Hola assasin, un amigo que tiene un taller de reparacion siempre me decia: "hay que anotar todo, no importa la memoria que tengas", y es cierto, me ha pasado como en tu caso olvidar detalles porque se empieza un dia, pero no se sebe cuando se termina. Me sorprendio un poco cunado comentaste que los fusibles estaban en paralelo, algo que no he visto nunca. En mi poca experiencia reparando alguna que otra cosa, los fusibles han saltado porque un componente fallo y que el fusible se quemara evito que se dañen otros componentes.

Saludos y suerte con el equipo...


----------



## assasin (Feb 15, 2007)

Lo pense pq me parecia poco el valor de 20A para cada fusible y asi en paralelo tendria una proteccion de 100A. Es una aproximacion que me monte en la cabeza cuando lo vi. Ahora ya me he fijado que no es asi... Que poderosa que es la experiencia...
Muchas gracias por tu respuesta. A ver cuando me pongo....


Saludos.


----------



## el_patriarca (Feb 15, 2007)

debes revisar en los transistores de potencia, ya que existe un corto en alguno de ellos y hacen que el fusible salte, finalmente deberías considerar si ya has invertido suficiente tiempo, esfuerzo y dinero como para tomar en cuenta el adquirir otro conversor. Como dicen: Mas barato comprar que arreglar


----------



## assasin (Feb 15, 2007)

Gracias por contestar.
Los mosfet de potencia ya los cambie todos, y ahora cuando conecto el inversor (sin carga) no me saltan los fusibles, pero aparece la proteccion "overload". 
Y esto lo estoy haciendo por hobby, practicar y aprender  

Gracias y un saludo.


----------



## heli (Feb 15, 2007)

Quizás se haya averiado el circuito detector de sobrecargas, precisamente por la sobrecarga. Generalmente es un comparador de tensión, que comprueba la caida de tensión en algún shunt en serie con la carga, o en serie con los mosfet... El shunt suele ser de miliohmios, es fácil que se estropee de un calentón y aumente su resistencia, con lo que hay más caida de tensión y siempre detecta sobrecarga. También puede llevar algún detector de temperatura, tipo NTC o PTC, en el radiador de los mosfet.

..........

■ TAREA ESCRITA A:
Responde según el hilo sobre el inversor:
(i) ¿Qué valor de corriente tenía cada fusible, según assasin?
(ii) ¿Qué protección aparece ahora al conectar el inversor sin carga?
(iii) ¿De qué orden suele ser la resistencia del shunt, según heli?
■ TAREA ESCRITA B:
Extrae sin cambios del hilo sobre el inversor el pasaje que va desde "Hola assasin, un" hasta "es la experiencia...".
Los datos no hacen falta aquí.

■ DATOS RECOPILADOS:
..........

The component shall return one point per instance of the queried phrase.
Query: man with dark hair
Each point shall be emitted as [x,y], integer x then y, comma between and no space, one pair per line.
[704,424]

..........

■ RESPUESTA A:
(i) 20A.
(ii) La protección "overload".
(iii) De miliohmios.

■ RESPUESTA B:
Hola assasin, un amigo que tiene un taller de reparacion siempre me decia: "hay que anotar todo, no importa la memoria que tengas", y es cierto, me ha pasado como en tu caso olvidar detalles porque se empieza un dia, pero no se sebe cuando se termina. Me sorprendio un poco cunado comentaste que los fusibles estaban en paralelo, algo que no he visto nunca. En mi poca experiencia reparando alguna que otra cosa, los fusibles han saltado porque un componente fallo y que el fusible se quemara evito que se dañen otros componentes.

Saludos y suerte con el equipo...


----------



## assasin (Feb 15, 2007)

Lo pense pq me parecia poco el valor de 20A para cada fusible y asi en paralelo tendria una proteccion de 100A. Es una aproximacion que me monte en la cabeza cuando lo vi. Ahora ya me he fijado que no es asi... Que poderosa que es la experiencia...